## About this exercise
Below are records; count the lines among them that include the string "outcrop", and state only the number.

Stored data:

──────────────────────────────

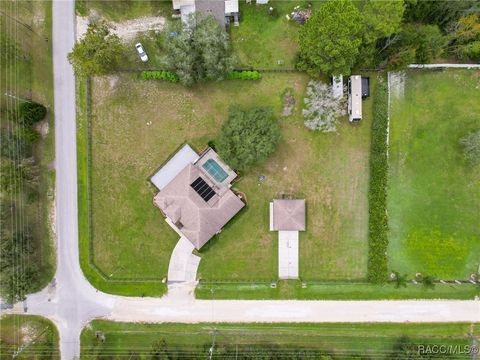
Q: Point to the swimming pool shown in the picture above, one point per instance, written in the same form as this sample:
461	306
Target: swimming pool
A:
215	170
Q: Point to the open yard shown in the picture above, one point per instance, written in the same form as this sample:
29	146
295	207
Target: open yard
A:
434	195
372	341
136	125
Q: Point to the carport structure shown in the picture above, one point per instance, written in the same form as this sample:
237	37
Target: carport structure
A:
288	218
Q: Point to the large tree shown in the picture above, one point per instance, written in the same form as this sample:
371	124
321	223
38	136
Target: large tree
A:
322	110
330	40
99	51
199	50
248	137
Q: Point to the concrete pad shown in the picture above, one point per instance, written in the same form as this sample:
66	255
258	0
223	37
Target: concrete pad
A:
288	254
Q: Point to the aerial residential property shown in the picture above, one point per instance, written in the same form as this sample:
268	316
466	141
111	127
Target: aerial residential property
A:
239	179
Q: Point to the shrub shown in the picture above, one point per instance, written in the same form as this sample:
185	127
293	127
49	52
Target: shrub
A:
243	75
377	192
31	112
160	75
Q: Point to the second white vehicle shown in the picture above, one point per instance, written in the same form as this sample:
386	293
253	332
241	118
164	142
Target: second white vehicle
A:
141	52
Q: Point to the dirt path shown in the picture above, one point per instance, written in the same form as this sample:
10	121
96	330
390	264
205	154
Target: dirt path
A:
126	30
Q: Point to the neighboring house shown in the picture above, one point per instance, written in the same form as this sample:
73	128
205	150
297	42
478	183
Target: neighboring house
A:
288	218
223	10
195	194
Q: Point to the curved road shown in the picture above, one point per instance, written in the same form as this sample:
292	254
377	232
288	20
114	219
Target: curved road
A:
72	302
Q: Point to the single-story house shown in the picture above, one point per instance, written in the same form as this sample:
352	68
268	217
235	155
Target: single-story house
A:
288	218
222	10
195	194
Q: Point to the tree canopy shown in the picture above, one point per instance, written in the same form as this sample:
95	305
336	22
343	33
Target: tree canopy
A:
381	19
329	41
199	50
98	52
248	137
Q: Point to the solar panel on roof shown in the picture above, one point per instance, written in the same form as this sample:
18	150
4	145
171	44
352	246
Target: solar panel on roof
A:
203	189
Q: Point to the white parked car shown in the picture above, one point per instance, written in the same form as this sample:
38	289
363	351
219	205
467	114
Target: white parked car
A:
141	52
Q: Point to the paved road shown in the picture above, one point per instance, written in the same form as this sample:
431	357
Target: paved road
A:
73	302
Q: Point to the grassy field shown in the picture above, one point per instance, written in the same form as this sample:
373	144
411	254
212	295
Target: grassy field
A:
434	196
120	10
342	341
27	74
130	236
37	336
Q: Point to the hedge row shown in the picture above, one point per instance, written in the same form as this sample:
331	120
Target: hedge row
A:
160	75
243	75
377	194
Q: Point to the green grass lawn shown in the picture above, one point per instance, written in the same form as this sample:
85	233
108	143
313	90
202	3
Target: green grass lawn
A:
120	10
130	236
26	26
434	196
37	336
340	340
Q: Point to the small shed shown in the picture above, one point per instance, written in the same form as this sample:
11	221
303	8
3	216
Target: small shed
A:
337	86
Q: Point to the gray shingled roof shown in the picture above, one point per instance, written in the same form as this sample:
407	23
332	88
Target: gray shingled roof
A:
289	215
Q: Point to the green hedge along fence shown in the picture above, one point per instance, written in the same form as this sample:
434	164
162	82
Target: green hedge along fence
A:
377	193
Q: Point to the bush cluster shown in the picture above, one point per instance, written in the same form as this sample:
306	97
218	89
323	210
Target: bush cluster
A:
243	75
160	75
377	193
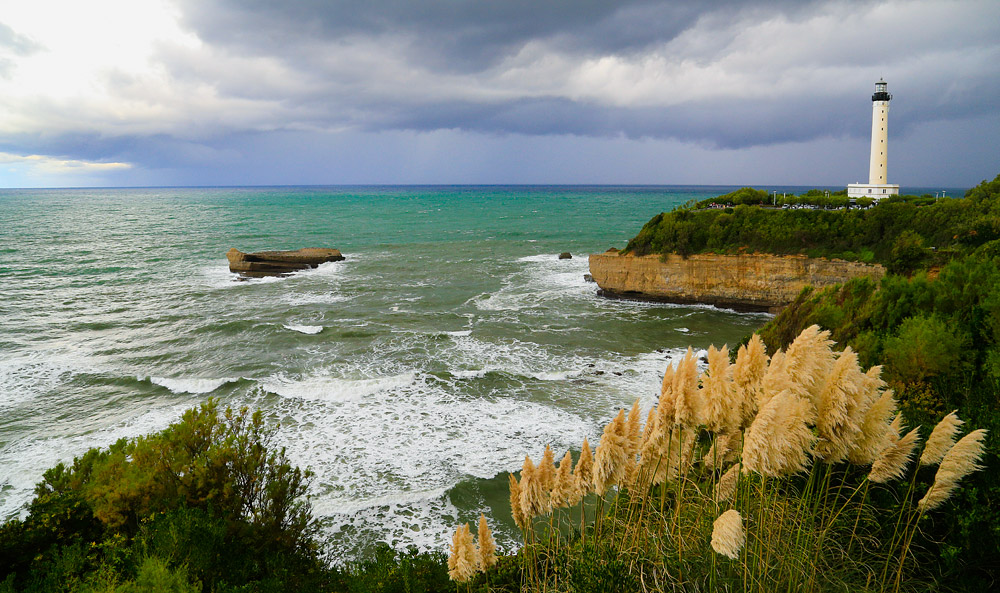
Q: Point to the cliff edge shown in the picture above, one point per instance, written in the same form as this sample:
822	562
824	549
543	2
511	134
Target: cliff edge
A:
752	282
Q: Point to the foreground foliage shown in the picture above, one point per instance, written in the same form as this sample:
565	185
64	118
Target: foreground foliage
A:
788	473
209	504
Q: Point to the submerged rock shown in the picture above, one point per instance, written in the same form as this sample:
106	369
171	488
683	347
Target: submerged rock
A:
279	263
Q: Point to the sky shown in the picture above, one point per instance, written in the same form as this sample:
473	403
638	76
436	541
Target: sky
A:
708	92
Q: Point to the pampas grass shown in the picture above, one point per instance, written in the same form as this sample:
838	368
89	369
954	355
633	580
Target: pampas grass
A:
534	498
748	378
727	534
941	440
610	457
486	546
892	464
463	562
779	441
722	407
960	461
794	435
584	473
564	492
516	510
687	401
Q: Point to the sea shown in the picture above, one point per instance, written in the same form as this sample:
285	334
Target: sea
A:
410	378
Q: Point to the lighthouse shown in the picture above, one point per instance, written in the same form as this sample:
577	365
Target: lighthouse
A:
877	186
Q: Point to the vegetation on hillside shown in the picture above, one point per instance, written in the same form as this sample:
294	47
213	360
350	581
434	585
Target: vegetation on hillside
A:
903	234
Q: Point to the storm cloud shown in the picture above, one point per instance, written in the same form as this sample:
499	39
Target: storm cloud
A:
718	77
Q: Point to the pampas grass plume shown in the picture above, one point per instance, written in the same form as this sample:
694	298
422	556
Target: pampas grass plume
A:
727	534
843	401
486	546
722	409
609	459
463	561
779	440
564	491
960	461
877	432
748	377
892	464
941	440
546	470
808	361
584	472
534	500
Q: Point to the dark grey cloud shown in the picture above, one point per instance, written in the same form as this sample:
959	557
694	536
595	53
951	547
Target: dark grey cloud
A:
13	44
298	81
463	35
440	38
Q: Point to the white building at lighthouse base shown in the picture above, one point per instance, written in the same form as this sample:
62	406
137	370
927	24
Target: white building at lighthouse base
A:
871	190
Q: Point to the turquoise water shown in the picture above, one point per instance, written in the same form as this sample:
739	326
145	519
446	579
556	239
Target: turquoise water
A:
410	377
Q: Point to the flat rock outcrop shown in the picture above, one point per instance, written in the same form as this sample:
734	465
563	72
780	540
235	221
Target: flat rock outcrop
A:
279	263
754	282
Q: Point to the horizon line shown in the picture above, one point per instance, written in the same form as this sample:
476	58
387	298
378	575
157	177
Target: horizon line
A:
402	185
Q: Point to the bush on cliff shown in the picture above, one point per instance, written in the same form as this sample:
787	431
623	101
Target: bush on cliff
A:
209	503
939	341
905	234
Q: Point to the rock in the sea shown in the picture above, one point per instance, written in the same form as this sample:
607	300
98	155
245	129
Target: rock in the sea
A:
278	263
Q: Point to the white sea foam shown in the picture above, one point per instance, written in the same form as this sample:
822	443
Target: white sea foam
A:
24	377
194	385
384	463
304	329
543	280
334	389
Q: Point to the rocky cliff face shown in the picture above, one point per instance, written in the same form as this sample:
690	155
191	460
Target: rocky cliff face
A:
749	282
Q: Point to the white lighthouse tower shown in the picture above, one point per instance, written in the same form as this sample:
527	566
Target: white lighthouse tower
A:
877	186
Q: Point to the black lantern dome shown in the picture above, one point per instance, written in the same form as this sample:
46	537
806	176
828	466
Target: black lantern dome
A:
881	92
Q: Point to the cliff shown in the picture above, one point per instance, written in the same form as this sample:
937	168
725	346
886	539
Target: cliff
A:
757	282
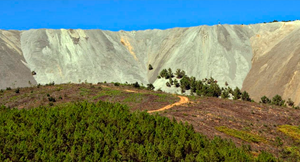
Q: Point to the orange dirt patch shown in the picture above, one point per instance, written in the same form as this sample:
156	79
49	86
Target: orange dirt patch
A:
182	101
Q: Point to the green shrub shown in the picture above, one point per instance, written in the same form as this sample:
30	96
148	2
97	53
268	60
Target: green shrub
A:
290	102
277	100
17	90
225	94
51	99
245	96
150	86
236	93
150	67
265	100
136	85
106	132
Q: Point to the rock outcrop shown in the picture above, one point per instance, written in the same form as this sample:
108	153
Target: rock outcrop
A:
262	59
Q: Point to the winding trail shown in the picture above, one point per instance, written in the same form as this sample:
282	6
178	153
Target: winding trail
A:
183	100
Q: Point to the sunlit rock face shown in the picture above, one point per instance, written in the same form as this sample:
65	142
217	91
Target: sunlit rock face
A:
14	71
262	59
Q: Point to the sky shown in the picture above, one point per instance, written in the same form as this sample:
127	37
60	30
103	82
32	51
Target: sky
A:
130	15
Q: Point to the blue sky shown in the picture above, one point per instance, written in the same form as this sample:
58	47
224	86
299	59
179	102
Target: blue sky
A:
127	15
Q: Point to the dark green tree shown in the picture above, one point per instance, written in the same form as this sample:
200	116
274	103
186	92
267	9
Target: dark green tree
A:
150	86
164	74
150	67
290	102
277	100
225	94
245	96
265	100
176	83
168	84
237	93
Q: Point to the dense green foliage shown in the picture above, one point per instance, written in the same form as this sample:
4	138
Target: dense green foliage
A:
265	100
106	132
277	100
150	67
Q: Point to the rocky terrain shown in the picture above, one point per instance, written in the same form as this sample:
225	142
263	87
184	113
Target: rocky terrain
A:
262	59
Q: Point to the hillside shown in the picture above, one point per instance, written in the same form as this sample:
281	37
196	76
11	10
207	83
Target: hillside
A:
262	59
264	127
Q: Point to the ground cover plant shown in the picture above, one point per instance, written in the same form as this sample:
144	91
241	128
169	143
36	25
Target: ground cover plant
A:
105	131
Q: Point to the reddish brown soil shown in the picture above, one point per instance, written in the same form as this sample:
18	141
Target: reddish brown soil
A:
204	113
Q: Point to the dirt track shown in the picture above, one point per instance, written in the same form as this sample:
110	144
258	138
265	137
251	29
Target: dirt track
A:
183	100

──────────────────────────────

## Result for this task
4